Top of Given data

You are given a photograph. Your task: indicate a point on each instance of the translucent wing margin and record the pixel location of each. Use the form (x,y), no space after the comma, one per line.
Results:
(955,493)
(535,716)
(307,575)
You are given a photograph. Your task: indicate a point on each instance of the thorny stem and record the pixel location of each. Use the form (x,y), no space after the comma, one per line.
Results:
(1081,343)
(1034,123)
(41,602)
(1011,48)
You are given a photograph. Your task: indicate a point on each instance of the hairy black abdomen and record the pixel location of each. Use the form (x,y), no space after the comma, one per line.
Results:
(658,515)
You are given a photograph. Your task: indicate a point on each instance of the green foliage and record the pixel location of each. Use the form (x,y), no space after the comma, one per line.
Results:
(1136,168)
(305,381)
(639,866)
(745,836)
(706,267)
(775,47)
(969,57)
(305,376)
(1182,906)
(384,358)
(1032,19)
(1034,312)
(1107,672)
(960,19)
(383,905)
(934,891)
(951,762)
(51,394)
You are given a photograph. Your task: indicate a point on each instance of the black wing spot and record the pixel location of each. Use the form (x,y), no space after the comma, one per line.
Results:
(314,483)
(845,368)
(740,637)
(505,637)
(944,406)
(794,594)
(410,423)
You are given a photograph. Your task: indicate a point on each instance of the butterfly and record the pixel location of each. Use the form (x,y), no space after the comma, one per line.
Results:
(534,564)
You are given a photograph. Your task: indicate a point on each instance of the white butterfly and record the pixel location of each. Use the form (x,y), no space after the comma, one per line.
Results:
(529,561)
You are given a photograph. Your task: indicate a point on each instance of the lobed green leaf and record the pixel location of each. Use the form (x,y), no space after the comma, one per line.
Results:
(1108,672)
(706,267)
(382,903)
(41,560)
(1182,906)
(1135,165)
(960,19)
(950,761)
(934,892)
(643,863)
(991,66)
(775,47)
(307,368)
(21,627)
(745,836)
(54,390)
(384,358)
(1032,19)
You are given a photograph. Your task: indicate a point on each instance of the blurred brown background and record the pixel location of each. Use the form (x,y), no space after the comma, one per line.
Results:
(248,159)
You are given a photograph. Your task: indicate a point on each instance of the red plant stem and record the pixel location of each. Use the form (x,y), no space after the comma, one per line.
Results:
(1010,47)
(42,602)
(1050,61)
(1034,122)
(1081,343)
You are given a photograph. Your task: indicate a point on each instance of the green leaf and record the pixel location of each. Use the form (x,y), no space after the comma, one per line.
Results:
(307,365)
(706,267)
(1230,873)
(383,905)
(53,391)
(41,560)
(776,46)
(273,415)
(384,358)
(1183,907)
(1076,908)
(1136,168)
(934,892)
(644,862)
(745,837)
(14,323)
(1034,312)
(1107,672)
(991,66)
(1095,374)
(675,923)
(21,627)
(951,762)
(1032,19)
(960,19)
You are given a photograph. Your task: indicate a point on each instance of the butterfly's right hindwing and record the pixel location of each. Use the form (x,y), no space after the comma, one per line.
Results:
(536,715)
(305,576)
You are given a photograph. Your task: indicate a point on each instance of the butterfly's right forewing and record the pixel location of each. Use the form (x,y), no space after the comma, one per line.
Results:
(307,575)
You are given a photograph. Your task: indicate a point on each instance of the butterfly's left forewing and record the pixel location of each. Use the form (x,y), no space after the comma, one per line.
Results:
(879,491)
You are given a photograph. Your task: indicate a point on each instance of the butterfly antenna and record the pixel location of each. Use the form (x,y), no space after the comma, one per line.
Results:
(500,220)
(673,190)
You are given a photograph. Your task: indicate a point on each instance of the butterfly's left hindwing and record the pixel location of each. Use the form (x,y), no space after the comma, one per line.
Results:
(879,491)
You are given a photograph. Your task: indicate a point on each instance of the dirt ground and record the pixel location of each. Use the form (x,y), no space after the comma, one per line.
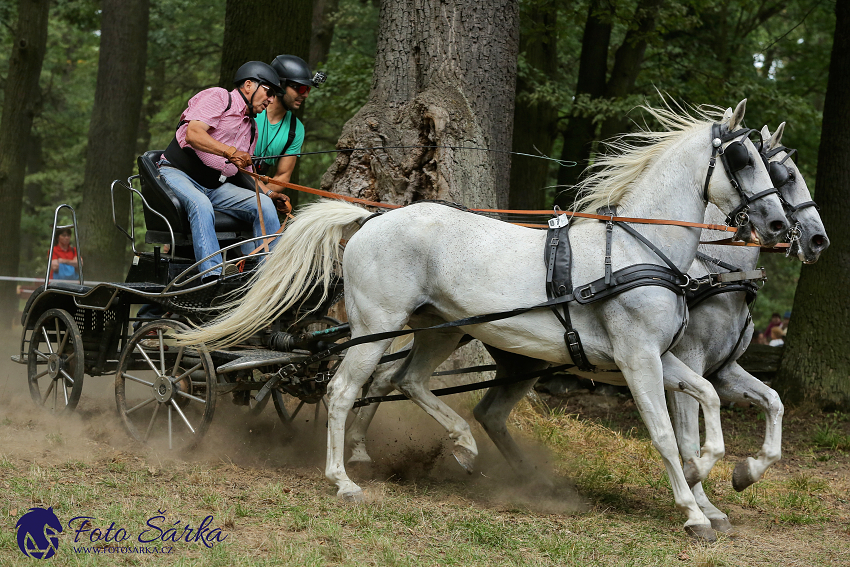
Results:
(412,458)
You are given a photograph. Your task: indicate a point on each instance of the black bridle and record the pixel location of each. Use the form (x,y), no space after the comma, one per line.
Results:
(734,158)
(781,175)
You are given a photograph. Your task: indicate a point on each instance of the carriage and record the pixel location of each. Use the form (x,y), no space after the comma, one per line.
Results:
(290,358)
(166,393)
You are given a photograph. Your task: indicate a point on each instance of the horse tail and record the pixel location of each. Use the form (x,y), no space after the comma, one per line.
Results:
(305,257)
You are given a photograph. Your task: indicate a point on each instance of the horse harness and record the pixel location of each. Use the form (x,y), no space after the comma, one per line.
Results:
(557,254)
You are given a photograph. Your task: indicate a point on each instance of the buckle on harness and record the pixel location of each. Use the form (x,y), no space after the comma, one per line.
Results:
(586,292)
(560,221)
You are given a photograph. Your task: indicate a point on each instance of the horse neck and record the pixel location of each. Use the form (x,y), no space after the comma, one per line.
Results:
(744,257)
(671,188)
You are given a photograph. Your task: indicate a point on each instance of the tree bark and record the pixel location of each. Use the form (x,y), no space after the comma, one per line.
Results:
(19,107)
(816,363)
(444,75)
(535,122)
(322,31)
(256,31)
(592,71)
(112,136)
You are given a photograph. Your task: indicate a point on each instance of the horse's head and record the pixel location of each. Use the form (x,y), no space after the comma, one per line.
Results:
(806,233)
(745,193)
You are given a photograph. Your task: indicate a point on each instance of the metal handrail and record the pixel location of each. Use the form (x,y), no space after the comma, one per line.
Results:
(53,236)
(223,264)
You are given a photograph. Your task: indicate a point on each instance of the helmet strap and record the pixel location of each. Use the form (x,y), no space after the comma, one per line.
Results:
(249,103)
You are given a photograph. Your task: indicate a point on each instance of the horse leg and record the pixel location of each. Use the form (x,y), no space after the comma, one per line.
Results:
(644,374)
(429,350)
(356,367)
(493,409)
(355,436)
(736,384)
(684,411)
(679,377)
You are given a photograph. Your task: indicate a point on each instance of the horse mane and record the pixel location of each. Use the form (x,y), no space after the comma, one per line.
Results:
(627,157)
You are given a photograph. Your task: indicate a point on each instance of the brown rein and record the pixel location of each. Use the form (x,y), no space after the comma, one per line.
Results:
(720,227)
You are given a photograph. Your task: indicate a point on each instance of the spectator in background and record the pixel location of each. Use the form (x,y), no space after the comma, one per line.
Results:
(775,321)
(777,336)
(63,265)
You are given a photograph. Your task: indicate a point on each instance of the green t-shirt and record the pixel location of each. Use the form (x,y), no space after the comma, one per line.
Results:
(271,138)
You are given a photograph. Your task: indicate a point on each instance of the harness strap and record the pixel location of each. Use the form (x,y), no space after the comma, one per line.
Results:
(466,388)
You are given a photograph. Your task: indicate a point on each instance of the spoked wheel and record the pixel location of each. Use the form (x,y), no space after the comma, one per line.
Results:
(164,392)
(56,362)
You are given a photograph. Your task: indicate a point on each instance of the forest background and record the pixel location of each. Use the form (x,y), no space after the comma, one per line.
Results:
(583,68)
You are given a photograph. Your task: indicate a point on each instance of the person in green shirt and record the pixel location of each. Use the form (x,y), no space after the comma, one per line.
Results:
(279,132)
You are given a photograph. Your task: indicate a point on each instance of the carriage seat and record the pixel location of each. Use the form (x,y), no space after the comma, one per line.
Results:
(160,197)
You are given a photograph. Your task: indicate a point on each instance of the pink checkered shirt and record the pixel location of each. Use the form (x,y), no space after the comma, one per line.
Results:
(232,127)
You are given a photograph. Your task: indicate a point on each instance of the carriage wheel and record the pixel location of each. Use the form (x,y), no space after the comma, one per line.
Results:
(56,362)
(287,406)
(164,392)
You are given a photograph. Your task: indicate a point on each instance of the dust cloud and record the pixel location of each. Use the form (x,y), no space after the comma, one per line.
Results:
(406,445)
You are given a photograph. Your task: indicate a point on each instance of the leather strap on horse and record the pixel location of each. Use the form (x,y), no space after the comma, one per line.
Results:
(264,245)
(328,194)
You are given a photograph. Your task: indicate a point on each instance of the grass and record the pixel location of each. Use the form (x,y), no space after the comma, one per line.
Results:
(281,514)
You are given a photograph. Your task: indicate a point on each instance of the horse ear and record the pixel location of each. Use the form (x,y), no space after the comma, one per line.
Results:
(777,136)
(738,116)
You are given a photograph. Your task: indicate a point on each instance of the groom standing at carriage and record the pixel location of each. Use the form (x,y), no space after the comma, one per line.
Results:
(217,134)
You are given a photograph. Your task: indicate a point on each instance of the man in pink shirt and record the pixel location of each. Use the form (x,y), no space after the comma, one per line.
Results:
(216,134)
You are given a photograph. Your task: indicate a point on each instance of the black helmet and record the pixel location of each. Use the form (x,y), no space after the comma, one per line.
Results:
(294,69)
(259,72)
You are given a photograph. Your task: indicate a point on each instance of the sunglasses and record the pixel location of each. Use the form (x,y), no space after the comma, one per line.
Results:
(300,89)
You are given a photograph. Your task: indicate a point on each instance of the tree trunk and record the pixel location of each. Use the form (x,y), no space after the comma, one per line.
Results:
(258,31)
(627,63)
(19,107)
(816,363)
(535,122)
(444,75)
(592,71)
(322,31)
(112,136)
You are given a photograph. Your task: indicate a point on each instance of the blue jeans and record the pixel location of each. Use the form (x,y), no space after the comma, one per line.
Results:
(200,203)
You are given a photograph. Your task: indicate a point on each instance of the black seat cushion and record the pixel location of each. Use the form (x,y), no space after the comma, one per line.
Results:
(162,199)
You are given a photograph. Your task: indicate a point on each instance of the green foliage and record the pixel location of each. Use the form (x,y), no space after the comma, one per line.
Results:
(349,68)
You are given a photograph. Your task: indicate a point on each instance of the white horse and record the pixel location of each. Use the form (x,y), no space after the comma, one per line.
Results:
(719,331)
(429,263)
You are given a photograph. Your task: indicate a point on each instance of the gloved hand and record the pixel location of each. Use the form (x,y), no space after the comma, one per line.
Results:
(239,158)
(281,202)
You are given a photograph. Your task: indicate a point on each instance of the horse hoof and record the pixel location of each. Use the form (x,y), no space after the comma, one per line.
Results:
(741,477)
(701,533)
(355,497)
(724,526)
(359,468)
(465,458)
(691,474)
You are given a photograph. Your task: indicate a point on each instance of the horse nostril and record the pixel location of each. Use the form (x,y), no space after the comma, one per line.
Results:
(778,226)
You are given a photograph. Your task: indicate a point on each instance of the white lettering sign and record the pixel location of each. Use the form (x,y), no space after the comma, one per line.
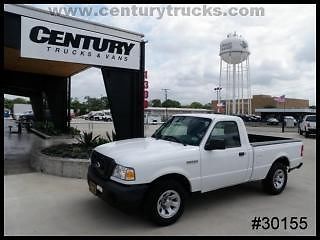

Bottom of Given data

What to do:
Which of the lines above carry the string "right"? Copy every one.

Result below:
You are given a photograph. Your task: indicate a point on each instance of the butterfly's right hindwing and record the pixel location of each. Use the form (x,y), no space after the comma, one per line.
You are given a photograph. Your task: indicate a point on each instance of the butterfly's right forewing and record the pixel location of each. Use the form (x,y), no space after the comma, one per line.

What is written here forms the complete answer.